■ Records shown ■

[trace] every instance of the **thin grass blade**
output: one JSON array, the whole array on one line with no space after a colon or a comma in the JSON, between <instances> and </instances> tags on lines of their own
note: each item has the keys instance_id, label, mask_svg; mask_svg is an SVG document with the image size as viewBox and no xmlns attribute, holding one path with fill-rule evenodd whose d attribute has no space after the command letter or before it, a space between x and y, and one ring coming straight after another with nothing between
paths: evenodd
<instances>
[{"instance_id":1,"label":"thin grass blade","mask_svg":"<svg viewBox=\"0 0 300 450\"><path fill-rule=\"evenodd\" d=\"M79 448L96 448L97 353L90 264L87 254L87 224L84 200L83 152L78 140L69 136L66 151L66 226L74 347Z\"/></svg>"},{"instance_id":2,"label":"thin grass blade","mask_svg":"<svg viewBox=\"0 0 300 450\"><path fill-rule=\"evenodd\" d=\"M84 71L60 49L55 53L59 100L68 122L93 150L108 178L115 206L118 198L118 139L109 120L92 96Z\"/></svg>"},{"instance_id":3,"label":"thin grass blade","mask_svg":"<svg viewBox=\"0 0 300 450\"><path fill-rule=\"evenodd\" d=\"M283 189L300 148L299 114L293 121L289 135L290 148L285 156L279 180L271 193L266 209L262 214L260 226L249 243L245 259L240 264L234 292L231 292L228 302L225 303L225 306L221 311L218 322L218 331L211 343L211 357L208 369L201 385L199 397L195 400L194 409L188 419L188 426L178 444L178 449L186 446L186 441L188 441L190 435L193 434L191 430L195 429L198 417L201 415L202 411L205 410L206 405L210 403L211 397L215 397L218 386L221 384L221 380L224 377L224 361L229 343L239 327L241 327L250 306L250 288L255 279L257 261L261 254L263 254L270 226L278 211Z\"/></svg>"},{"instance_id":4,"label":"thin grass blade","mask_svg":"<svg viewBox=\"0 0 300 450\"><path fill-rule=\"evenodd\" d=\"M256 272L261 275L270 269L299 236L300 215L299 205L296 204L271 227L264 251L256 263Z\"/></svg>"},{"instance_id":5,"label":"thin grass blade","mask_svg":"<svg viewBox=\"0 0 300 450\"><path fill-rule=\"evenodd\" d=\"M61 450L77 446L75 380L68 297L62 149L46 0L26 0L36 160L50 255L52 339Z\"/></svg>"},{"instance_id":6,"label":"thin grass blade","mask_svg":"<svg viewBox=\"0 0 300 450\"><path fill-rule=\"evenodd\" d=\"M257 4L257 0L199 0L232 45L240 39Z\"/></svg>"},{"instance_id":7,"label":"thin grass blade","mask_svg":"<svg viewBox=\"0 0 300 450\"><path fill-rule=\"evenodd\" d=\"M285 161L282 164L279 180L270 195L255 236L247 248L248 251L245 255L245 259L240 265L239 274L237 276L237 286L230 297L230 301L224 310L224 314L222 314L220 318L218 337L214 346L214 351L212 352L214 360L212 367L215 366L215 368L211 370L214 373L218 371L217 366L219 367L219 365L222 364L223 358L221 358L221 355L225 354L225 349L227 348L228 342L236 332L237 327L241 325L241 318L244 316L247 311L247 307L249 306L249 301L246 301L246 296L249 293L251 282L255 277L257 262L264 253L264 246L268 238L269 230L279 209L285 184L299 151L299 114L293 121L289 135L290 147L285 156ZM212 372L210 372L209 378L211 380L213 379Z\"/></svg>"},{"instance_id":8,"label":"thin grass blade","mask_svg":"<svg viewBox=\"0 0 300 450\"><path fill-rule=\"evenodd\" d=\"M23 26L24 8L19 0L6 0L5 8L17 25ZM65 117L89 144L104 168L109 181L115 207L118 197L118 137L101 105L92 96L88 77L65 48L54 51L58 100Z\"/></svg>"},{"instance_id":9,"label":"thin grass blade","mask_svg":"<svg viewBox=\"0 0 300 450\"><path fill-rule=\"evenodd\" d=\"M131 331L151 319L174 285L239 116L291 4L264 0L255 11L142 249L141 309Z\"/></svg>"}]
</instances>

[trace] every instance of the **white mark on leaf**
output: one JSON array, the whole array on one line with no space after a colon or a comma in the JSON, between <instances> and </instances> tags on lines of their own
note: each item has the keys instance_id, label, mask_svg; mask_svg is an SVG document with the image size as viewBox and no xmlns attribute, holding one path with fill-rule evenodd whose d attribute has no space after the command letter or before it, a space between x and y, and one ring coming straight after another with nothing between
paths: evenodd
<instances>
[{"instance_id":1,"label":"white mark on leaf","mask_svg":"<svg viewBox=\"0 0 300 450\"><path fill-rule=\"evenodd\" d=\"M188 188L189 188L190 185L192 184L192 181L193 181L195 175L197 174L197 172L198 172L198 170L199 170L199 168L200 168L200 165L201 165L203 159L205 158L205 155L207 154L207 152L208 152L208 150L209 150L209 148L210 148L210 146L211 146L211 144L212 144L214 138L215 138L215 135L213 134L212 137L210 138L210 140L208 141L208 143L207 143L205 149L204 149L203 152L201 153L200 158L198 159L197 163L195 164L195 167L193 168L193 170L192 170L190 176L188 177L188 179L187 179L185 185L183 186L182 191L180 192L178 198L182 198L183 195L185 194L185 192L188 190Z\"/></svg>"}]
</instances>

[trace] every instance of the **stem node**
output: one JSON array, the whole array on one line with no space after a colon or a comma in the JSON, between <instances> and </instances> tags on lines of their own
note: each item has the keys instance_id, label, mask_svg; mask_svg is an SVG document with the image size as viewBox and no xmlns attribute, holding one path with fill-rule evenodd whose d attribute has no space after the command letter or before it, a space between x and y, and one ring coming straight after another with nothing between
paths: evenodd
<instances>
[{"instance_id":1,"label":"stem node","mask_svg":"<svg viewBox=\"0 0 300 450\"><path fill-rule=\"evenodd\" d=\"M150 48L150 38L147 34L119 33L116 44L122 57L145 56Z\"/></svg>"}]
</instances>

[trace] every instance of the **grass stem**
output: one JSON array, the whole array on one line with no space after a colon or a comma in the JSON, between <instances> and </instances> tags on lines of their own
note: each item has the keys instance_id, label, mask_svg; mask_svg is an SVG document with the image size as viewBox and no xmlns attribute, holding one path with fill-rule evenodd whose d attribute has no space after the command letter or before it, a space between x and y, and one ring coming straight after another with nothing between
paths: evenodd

■ Task to complete ■
Copy each line from the records above that includes the string "every".

■ Task response ■
[trace] every instance of the **thin grass blade**
[trace] every instance of the **white mark on leaf**
[trace] every instance of the **stem node**
[trace] every instance of the **grass stem**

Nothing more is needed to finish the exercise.